• [Text section]
* * *

Hi community,
I am currently developing a pyspark job (running on runtime 14.3 LTS) using structured streaming.
Our streaming job uses forEachBatch , and inside it we are calling persist (and subsequent unpersist) on two DataFrames. We are noticing from the Storage tab in the Spark UI that these DataFrames are not really unpersisted, and we see at the beginning of each batch that we persist two new DataFrames.
When this job runs, we experience a progressive slowdown of batch processing times, despite batch sizes remaining constant. As expected, after some time (roughly 8 hours) our driver OOMs and the job is restarted.
We are struggling to identify what is causing this behavior. We have also enabled driver heap dumps to check if we were causing memory leaks, but these files are saved empty.
spark.driver.extraJavaOptions -XX:+HeapDumpOnOutOfMemoryError -XX:HeapDumpPath=/dbfs/heapDumps
Does anyone has some suggestions on how to identify what is causing this issue, and/or solve it?

* * *

• [Records supplied]

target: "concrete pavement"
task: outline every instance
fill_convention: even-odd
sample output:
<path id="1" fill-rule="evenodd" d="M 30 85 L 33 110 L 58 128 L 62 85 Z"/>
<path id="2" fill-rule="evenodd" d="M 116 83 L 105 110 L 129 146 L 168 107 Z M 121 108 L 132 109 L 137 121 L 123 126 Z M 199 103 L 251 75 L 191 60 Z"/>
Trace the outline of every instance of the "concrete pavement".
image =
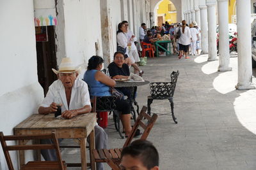
<path id="1" fill-rule="evenodd" d="M 159 152 L 160 169 L 256 169 L 256 90 L 235 89 L 236 57 L 230 58 L 228 72 L 218 72 L 218 61 L 207 58 L 159 57 L 142 67 L 150 81 L 170 81 L 173 71 L 180 72 L 174 94 L 178 124 L 171 116 L 159 115 L 148 138 Z M 148 85 L 138 87 L 140 108 L 149 94 Z M 170 112 L 168 100 L 154 101 L 151 107 L 153 113 Z M 109 148 L 122 146 L 125 139 L 117 132 L 106 131 Z M 62 153 L 67 162 L 79 160 L 77 150 Z"/>

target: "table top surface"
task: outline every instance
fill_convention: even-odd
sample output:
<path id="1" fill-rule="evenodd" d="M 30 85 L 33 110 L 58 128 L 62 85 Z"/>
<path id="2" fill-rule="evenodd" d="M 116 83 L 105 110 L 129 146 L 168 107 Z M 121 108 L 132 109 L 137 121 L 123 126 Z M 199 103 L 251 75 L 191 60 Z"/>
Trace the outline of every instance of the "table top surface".
<path id="1" fill-rule="evenodd" d="M 155 43 L 171 43 L 171 42 L 172 42 L 171 40 L 168 40 L 168 41 L 157 41 Z"/>
<path id="2" fill-rule="evenodd" d="M 115 87 L 137 87 L 145 85 L 149 83 L 147 80 L 145 80 L 144 81 L 116 81 Z"/>
<path id="3" fill-rule="evenodd" d="M 20 129 L 78 129 L 94 127 L 96 113 L 88 113 L 76 116 L 71 119 L 58 119 L 54 114 L 33 114 L 14 127 Z"/>

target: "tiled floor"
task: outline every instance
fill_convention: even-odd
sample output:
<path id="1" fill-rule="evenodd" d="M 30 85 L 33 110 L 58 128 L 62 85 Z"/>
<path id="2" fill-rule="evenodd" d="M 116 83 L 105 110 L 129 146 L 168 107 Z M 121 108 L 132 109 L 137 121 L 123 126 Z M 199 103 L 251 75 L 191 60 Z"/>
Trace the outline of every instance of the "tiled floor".
<path id="1" fill-rule="evenodd" d="M 148 138 L 159 152 L 160 169 L 256 169 L 256 90 L 235 89 L 236 57 L 230 58 L 229 72 L 218 72 L 219 61 L 207 60 L 207 55 L 159 57 L 142 67 L 150 81 L 169 81 L 172 71 L 180 72 L 174 95 L 179 123 L 160 115 Z M 147 106 L 149 94 L 148 85 L 138 87 L 141 107 Z M 170 113 L 168 100 L 154 101 L 152 112 Z M 106 131 L 109 148 L 122 146 L 125 139 L 113 130 Z M 63 153 L 65 160 L 79 160 L 77 150 Z"/>

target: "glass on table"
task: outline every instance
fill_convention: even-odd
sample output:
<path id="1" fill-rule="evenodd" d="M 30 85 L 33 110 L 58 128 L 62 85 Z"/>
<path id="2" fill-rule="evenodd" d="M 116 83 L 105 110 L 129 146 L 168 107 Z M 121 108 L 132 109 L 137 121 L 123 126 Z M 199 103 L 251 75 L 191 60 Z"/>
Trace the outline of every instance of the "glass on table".
<path id="1" fill-rule="evenodd" d="M 54 117 L 57 117 L 60 115 L 61 115 L 61 106 L 62 106 L 62 101 L 60 97 L 60 93 L 56 92 L 54 94 L 54 103 L 55 103 L 57 105 L 57 111 L 54 113 Z"/>

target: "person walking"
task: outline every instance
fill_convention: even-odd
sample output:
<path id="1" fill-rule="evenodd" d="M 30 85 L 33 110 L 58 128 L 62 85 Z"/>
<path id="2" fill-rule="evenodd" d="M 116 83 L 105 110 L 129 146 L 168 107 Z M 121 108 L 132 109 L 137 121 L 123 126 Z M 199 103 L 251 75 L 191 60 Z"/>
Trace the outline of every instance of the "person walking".
<path id="1" fill-rule="evenodd" d="M 186 25 L 186 20 L 182 20 L 182 25 L 179 28 L 180 30 L 180 37 L 178 39 L 180 50 L 179 59 L 181 59 L 182 55 L 185 55 L 185 59 L 189 59 L 188 56 L 188 50 L 191 41 L 191 33 L 190 32 L 189 28 Z"/>
<path id="2" fill-rule="evenodd" d="M 193 24 L 193 25 L 194 25 L 195 27 L 198 31 L 198 40 L 196 41 L 196 53 L 199 54 L 198 50 L 201 49 L 201 29 L 197 25 L 197 23 L 196 21 L 192 22 L 192 24 Z"/>
<path id="3" fill-rule="evenodd" d="M 191 43 L 190 45 L 191 49 L 191 55 L 196 55 L 196 41 L 198 40 L 198 31 L 195 27 L 193 24 L 189 24 L 190 32 L 191 33 Z"/>

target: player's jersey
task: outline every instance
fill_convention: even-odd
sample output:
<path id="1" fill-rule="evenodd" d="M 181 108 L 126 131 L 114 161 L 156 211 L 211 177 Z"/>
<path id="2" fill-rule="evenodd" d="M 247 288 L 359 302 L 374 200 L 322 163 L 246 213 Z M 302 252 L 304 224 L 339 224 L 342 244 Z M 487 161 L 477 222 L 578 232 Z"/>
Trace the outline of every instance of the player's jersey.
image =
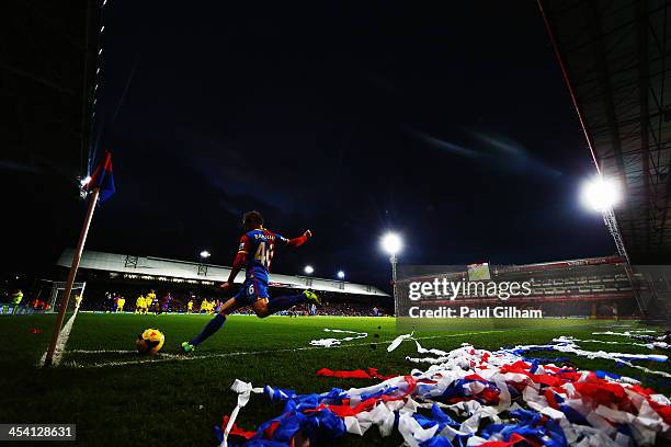
<path id="1" fill-rule="evenodd" d="M 276 243 L 288 243 L 288 239 L 259 228 L 242 234 L 238 253 L 247 255 L 244 272 L 247 278 L 268 280 L 270 266 L 275 254 Z"/>

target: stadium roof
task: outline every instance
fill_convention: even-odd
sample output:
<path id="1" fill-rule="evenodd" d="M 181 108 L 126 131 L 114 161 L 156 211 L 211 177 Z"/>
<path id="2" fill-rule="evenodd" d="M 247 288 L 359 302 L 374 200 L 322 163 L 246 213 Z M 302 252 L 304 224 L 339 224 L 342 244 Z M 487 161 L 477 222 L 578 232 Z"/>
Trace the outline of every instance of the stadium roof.
<path id="1" fill-rule="evenodd" d="M 72 249 L 62 252 L 56 263 L 62 267 L 72 264 Z M 167 280 L 178 278 L 185 280 L 215 282 L 223 283 L 228 279 L 230 267 L 221 265 L 203 264 L 189 261 L 167 260 L 153 256 L 135 256 L 129 254 L 105 253 L 87 250 L 81 256 L 80 268 L 114 272 L 133 278 L 151 278 Z M 242 275 L 238 275 L 236 283 L 242 283 Z M 354 284 L 343 280 L 316 278 L 308 276 L 271 275 L 271 286 L 311 288 L 320 291 L 332 291 L 338 294 L 356 294 L 388 297 L 389 294 L 377 287 Z"/>
<path id="2" fill-rule="evenodd" d="M 664 0 L 539 0 L 633 262 L 671 259 L 671 69 Z"/>

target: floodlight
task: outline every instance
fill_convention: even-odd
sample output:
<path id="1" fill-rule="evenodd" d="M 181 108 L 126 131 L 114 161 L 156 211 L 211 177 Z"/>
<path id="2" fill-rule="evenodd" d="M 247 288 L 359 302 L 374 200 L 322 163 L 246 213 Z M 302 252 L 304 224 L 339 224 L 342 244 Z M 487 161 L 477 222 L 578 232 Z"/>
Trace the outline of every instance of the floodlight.
<path id="1" fill-rule="evenodd" d="M 580 199 L 582 204 L 596 211 L 611 208 L 619 202 L 617 183 L 610 179 L 595 176 L 582 185 Z"/>
<path id="2" fill-rule="evenodd" d="M 382 247 L 387 253 L 395 255 L 401 250 L 403 243 L 397 233 L 388 232 L 382 239 Z"/>

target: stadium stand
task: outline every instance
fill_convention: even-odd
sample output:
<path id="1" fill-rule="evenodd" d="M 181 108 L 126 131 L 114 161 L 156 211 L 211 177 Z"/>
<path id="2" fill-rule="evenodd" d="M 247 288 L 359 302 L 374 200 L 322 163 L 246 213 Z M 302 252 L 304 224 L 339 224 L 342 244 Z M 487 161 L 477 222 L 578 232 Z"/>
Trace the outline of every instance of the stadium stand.
<path id="1" fill-rule="evenodd" d="M 57 262 L 61 274 L 66 273 L 71 261 L 72 250 L 68 249 Z M 81 309 L 113 311 L 114 299 L 124 297 L 126 310 L 134 311 L 136 298 L 153 289 L 159 300 L 170 293 L 169 311 L 183 312 L 189 300 L 193 299 L 194 311 L 200 312 L 204 298 L 223 301 L 229 297 L 218 287 L 228 278 L 229 272 L 230 267 L 220 265 L 84 251 L 79 271 L 79 278 L 86 280 L 87 287 Z M 242 277 L 239 275 L 236 283 L 241 284 Z M 317 314 L 369 316 L 374 306 L 386 308 L 391 305 L 389 295 L 372 285 L 282 274 L 273 274 L 270 283 L 271 296 L 306 288 L 318 290 L 325 300 Z M 303 306 L 294 310 L 307 314 L 309 309 Z"/>

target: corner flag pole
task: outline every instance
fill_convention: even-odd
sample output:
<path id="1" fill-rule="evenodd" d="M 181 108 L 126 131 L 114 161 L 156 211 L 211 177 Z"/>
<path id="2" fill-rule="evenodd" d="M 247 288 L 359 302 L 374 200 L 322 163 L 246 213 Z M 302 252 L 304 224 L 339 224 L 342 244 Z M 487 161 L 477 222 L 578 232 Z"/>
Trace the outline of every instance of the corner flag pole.
<path id="1" fill-rule="evenodd" d="M 83 227 L 79 233 L 79 242 L 77 242 L 77 249 L 72 255 L 72 265 L 70 266 L 70 273 L 68 274 L 68 282 L 66 283 L 65 293 L 60 300 L 60 309 L 58 309 L 58 317 L 56 318 L 56 325 L 54 326 L 54 333 L 52 334 L 52 341 L 49 348 L 45 357 L 44 364 L 46 366 L 52 365 L 54 360 L 54 352 L 56 351 L 56 344 L 58 343 L 58 335 L 60 335 L 60 329 L 62 328 L 62 320 L 65 320 L 65 313 L 68 309 L 68 301 L 70 300 L 70 294 L 72 291 L 72 285 L 75 284 L 75 277 L 77 276 L 77 270 L 79 268 L 79 261 L 81 261 L 81 253 L 83 252 L 83 245 L 87 242 L 87 234 L 89 234 L 89 227 L 91 227 L 91 219 L 93 218 L 93 211 L 95 210 L 95 204 L 98 203 L 98 196 L 100 195 L 100 188 L 96 187 L 91 193 L 89 198 L 89 209 L 87 210 L 87 217 L 84 218 Z"/>

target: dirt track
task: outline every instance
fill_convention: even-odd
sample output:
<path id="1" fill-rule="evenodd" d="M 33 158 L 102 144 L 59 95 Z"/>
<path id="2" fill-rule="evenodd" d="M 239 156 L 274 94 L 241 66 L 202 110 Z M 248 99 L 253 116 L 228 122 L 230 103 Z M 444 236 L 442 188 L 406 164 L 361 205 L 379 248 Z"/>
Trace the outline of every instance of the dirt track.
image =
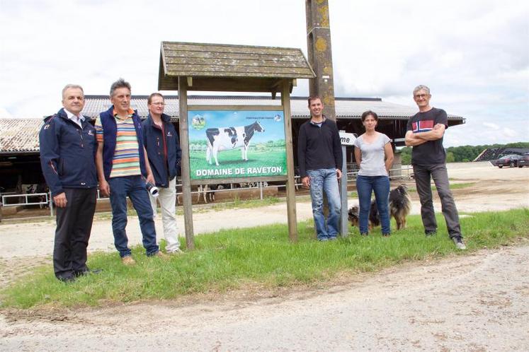
<path id="1" fill-rule="evenodd" d="M 475 182 L 454 191 L 461 212 L 529 207 L 529 168 L 453 164 L 449 175 L 453 182 Z M 198 213 L 195 231 L 219 228 L 220 219 L 225 218 L 240 219 L 233 221 L 238 227 L 285 222 L 282 206 Z M 415 202 L 414 212 L 418 211 Z M 309 218 L 309 204 L 298 204 L 297 213 L 298 219 Z M 94 228 L 91 250 L 112 250 L 108 223 L 101 223 Z M 137 221 L 130 223 L 133 237 Z M 0 225 L 4 283 L 35 261 L 49 262 L 52 232 L 51 223 Z M 171 302 L 57 312 L 4 311 L 0 349 L 528 351 L 528 262 L 525 242 L 258 299 L 239 293 L 188 306 Z"/>

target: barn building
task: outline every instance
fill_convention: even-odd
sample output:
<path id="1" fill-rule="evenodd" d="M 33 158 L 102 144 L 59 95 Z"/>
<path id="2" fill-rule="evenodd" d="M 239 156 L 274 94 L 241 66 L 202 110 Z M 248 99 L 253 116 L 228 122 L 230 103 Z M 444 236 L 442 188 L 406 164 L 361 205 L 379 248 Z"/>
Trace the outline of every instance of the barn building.
<path id="1" fill-rule="evenodd" d="M 100 112 L 110 106 L 107 95 L 86 95 L 82 114 L 95 120 Z M 145 118 L 148 110 L 147 95 L 133 95 L 131 107 Z M 270 96 L 190 95 L 189 105 L 280 105 L 278 98 Z M 297 131 L 309 117 L 305 97 L 291 97 L 295 164 Z M 360 119 L 362 112 L 371 110 L 380 117 L 377 130 L 387 134 L 394 147 L 404 146 L 406 124 L 416 107 L 383 101 L 378 98 L 336 98 L 336 112 L 339 129 L 348 133 L 360 134 L 363 129 Z M 171 117 L 178 131 L 178 100 L 175 95 L 166 96 L 166 114 Z M 448 115 L 449 126 L 464 124 L 460 116 Z M 0 118 L 0 192 L 18 192 L 21 185 L 42 184 L 44 178 L 40 170 L 38 132 L 42 119 Z M 348 147 L 348 163 L 353 161 L 352 147 Z"/>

* * *

• [Exercises]
[A] Check each statement against the forum post about the PySpark streaming job. For each one, answer yes or no and quote the words from the post that decide it.
(i) The job runs on runtime 14.3 LTS.
(ii) Batch sizes grow as the job keeps running.
(iii) The driver heap dump files contain data.
[B] In the forum post about the PySpark streaming job, about how long does the job run before the driver runs out of memory?
[C] Continue the forum post about the PySpark streaming job, starting after its last sentence.

• [Results]
[A]
(i) Yes: "running on runtime 14.3 LTS"
(ii) No: "despite batch sizes remaining constant"
(iii) No: "these files are saved empty"

[B] Roughly 8 hours.

[C]
Solutions tried so far
1. Unpersist
Not working
2. Unpersist with blocking set to true
Not working
3. Using catalog API cacheTable instead of persist
df.createOrReplaceTempView('view')
spark.catalog.cacheTable('view')
It fails, spark.catalog.cacheTable does not see the temporary view , despite we are in the same SparkSession
4. Using catalog API cacheTable with a global temporary view
df.createOrReplaceGlobalTempView("global_temp.view")
spark.catalog.cacheTable('global_temp.view')
The table is cached, but the subsequent uncacheTable has no effect and the temporary view remains in the storage table Spark UI:
spark.catalog.uncacheTable("global_temp.view")
df.dropGlobalTempView("global_temp.view")
df.unpersist()
5. Using low-level RDD API
def _force_unpersist(self, df: DataFrame, df_name: str) -> None:
for (id, rdd) in self.spark.sparkContext._jsc.getPersistentRDDs().items():
if df_name in rdd.name():
rdd.unpersist()
break
self._force_unpersist(df, "global_temp.view")
The RDD entry is not visible anymore in the Storage section of the spark ui, but the memory leak symptoms remain.